LES CONSIGNES ::
- a) Selon le texte sur Eddy Merckx et le football, à quelle date le match au terrain du Loriot a-t-il eu lieu ?
- b) Cite le texte sur Eddy Merckx et le football en commençant par « Tout commence par » et en poursuivant jusqu'à « accompagnés d’Eddy Merckx. ».

TEXTE DU DOCUMENT ::

Une fois son vélo professionnel définitivement accroché au râtelier, Eddy Merckx a ressenti un manque. Alors il a joué au foot. Plutôt pas mal, d’ailleurs. Preuve que l’esprit de compétition ne disparaît jamais. Les ronchonnements non plus.

Tout commence par un coup de téléphone. Au bout du fil, le secrétariat du Sporting d’Anderlecht. À l’autre extrémité, Michel, membre de l’équipe des vétérans d’Haversin, un village du sud de la Province de Namur. « Je ne sais plus dans quel contexte on a voulu organiser ce match, mais l’équipe des vétérans anderlechtois nous a demandé 10 000 francs belges (250 euros, Ndlr) pour venir », place le septuagénaire, qui se souvient d’une préparation d’avant-match chamboulée. « On avait décidé de falsifier nos dates de naissance pour nous rajeunir parce que la Fédération belge taxait les clubs qui faisaient jouer des gars trop vieux vu qu’il y a plus de risques qu’ils se blessent (rires). » Ce 22 juin 1985, le petit terrain du Loriot voit donc débarquer quelques anciens noms du foot belge comme Robert De Pot et Jean Cornelis, accompagnés d’Eddy Merckx.

JEU D'ENREGISTREMENTS ::
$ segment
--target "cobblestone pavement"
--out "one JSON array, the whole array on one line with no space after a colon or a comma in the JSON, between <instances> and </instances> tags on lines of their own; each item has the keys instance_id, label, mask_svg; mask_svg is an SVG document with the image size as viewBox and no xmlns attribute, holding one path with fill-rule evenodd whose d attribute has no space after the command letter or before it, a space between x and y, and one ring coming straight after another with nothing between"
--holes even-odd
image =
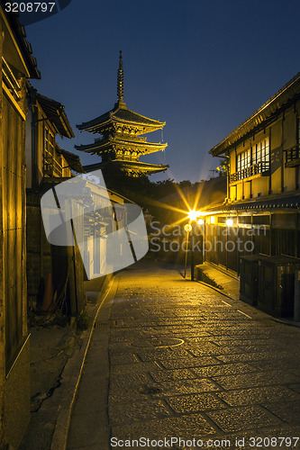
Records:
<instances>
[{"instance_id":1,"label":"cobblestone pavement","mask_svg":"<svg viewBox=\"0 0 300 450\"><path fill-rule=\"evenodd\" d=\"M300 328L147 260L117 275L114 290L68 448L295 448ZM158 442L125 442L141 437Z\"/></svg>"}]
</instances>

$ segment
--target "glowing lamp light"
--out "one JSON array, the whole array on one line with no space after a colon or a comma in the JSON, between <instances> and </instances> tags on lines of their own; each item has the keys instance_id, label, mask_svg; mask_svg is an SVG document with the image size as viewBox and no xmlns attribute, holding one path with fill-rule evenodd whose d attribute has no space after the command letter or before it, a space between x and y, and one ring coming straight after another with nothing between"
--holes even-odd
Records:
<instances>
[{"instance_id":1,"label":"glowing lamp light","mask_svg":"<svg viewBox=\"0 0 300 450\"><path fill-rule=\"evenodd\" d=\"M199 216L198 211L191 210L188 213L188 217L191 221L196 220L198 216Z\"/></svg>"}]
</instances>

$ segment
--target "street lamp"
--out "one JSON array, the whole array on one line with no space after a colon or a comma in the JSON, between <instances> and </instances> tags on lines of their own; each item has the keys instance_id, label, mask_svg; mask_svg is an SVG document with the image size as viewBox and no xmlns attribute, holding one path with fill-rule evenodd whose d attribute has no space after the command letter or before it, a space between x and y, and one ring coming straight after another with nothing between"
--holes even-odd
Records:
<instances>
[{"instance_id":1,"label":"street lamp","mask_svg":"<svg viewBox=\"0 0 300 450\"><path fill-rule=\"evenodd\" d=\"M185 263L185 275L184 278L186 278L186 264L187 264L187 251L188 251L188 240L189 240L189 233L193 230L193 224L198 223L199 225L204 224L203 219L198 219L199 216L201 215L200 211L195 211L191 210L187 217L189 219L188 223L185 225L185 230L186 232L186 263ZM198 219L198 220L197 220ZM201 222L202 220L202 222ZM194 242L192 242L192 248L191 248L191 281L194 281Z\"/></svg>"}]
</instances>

--

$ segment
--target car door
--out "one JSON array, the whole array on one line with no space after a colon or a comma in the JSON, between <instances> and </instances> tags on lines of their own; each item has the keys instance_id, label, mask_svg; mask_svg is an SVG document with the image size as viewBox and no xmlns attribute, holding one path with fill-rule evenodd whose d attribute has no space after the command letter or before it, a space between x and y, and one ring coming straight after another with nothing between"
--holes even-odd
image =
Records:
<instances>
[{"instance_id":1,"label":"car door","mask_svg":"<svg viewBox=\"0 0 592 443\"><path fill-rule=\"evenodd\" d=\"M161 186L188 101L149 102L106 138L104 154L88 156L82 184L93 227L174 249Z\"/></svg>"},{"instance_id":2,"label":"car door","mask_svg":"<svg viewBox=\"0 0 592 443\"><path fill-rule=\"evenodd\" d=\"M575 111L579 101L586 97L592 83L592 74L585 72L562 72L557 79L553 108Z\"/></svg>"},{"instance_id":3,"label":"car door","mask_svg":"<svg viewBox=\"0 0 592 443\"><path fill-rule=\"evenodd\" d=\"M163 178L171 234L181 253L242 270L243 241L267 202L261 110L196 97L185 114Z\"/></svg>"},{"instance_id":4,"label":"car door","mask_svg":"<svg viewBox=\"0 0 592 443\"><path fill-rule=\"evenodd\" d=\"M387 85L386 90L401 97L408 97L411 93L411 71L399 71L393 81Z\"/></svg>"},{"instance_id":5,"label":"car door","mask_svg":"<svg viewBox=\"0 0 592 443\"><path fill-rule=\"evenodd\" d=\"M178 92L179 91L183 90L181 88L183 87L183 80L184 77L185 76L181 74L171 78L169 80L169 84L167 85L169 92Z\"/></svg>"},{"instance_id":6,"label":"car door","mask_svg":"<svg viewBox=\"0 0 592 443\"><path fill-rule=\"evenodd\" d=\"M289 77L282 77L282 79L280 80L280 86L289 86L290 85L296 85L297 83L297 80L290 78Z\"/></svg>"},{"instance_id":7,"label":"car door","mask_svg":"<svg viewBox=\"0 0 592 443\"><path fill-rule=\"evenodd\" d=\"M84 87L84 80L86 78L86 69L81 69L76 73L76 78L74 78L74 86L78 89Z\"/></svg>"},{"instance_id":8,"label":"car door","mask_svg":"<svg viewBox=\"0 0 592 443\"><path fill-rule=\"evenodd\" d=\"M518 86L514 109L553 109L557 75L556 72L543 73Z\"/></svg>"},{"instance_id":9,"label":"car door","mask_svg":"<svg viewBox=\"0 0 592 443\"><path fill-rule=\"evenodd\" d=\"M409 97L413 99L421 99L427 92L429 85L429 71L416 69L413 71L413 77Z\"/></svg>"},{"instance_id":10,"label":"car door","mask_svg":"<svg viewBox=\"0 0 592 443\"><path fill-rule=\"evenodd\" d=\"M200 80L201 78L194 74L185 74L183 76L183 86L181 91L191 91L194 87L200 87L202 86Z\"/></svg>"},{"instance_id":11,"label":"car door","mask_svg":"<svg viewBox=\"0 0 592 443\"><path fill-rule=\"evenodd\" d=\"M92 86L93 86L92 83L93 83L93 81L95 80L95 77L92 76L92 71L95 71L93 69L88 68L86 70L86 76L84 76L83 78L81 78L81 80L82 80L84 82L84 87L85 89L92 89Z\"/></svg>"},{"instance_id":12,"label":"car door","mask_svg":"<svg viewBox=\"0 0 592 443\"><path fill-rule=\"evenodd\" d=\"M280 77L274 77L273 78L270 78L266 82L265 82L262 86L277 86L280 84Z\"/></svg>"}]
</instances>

--

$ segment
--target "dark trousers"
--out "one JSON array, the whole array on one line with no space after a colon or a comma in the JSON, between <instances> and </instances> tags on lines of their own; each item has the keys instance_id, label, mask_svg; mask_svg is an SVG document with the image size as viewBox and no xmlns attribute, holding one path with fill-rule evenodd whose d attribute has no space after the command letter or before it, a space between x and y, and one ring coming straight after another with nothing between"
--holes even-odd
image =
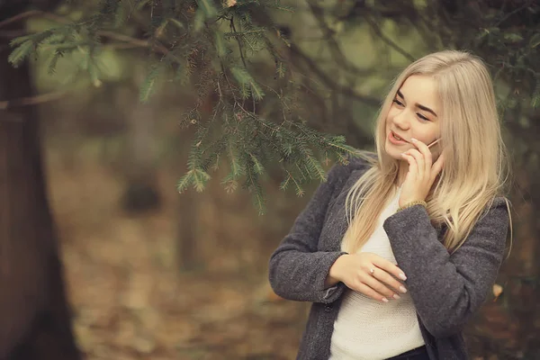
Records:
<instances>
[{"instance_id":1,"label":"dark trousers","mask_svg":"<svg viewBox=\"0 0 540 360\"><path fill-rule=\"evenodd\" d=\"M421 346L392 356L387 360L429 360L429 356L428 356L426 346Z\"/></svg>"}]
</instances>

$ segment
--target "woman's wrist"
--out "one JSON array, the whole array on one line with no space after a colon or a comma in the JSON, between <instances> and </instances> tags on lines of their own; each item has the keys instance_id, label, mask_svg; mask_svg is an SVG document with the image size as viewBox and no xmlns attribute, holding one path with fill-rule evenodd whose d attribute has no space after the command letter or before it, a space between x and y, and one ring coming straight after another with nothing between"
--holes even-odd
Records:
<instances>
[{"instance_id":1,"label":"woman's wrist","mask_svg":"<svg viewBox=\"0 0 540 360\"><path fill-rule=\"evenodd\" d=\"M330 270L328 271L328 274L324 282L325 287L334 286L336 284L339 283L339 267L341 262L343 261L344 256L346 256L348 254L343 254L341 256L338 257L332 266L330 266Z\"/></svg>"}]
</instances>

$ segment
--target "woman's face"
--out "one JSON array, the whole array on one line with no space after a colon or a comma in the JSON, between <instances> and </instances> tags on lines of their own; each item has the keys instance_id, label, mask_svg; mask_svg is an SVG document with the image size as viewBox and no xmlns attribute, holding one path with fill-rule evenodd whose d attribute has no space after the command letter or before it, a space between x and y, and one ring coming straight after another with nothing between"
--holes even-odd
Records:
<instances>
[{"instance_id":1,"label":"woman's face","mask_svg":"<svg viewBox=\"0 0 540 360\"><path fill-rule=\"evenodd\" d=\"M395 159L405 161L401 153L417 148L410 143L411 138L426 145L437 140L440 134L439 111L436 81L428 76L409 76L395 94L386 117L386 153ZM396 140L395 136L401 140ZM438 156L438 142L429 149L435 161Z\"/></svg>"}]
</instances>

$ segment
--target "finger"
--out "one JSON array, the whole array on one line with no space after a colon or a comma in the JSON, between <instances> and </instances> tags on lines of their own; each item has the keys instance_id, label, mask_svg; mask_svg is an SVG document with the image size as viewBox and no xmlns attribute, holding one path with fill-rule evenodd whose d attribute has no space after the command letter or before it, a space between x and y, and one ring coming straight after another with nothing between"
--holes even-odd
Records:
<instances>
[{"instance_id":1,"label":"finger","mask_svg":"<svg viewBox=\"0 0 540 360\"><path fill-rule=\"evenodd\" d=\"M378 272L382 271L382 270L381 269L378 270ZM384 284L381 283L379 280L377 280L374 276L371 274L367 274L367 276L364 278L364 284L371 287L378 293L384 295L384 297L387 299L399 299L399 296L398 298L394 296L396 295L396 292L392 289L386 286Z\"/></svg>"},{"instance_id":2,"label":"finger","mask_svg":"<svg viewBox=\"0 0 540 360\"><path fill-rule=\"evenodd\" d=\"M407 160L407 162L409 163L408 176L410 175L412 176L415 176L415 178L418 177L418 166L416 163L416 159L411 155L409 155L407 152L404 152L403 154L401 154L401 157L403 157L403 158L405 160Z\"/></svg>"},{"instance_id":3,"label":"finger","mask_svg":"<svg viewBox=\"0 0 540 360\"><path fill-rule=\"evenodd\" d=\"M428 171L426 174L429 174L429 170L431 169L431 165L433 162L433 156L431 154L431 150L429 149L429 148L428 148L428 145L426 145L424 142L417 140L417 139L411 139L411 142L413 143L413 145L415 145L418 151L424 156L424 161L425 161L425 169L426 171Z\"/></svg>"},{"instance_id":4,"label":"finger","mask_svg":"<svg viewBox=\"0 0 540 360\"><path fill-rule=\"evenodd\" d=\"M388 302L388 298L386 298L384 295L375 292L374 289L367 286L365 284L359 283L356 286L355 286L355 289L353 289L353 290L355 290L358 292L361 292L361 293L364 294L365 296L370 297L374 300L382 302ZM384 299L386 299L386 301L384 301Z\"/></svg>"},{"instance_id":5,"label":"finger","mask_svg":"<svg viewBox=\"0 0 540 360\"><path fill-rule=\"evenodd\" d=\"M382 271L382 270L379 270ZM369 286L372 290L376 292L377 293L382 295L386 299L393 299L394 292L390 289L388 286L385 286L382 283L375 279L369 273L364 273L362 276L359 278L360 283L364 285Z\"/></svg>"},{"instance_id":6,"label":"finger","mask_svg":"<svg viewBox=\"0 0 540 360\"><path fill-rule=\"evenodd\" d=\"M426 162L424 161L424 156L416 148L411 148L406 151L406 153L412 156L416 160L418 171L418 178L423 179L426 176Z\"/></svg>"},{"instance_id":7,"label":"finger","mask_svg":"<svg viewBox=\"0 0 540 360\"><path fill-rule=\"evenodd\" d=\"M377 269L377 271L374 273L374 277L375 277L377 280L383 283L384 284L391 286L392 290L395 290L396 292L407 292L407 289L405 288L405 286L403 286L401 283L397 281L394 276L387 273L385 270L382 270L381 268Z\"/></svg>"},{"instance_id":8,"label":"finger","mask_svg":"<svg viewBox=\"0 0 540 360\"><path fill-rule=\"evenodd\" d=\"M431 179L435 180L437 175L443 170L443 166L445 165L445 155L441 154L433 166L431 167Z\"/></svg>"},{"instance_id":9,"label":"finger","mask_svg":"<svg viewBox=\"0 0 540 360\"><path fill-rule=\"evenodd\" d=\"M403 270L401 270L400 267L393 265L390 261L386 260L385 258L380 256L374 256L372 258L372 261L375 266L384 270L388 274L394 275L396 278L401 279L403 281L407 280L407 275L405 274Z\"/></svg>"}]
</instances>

RÉPONSES PAR CONSIGNE ::
- a) Le 22 juin 1985.

- b)
Tout commence par un coup de téléphone. Au bout du fil, le secrétariat du Sporting d’Anderlecht. À l’autre extrémité, Michel, membre de l’équipe des vétérans d’Haversin, un village du sud de la Province de Namur. « Je ne sais plus dans quel contexte on a voulu organiser ce match, mais l’équipe des vétérans anderlechtois nous a demandé 10 000 francs belges (250 euros, Ndlr) pour venir », place le septuagénaire, qui se souvient d’une préparation d’avant-match chamboulée. « On avait décidé de falsifier nos dates de naissance pour nous rajeunir parce que la Fédération belge taxait les clubs qui faisaient jouer des gars trop vieux vu qu’il y a plus de risques qu’ils se blessent (rires). » Ce 22 juin 1985, le petit terrain du Loriot voit donc débarquer quelques anciens noms du foot belge comme Robert De Pot et Jean Cornelis, accompagnés d’Eddy Merckx.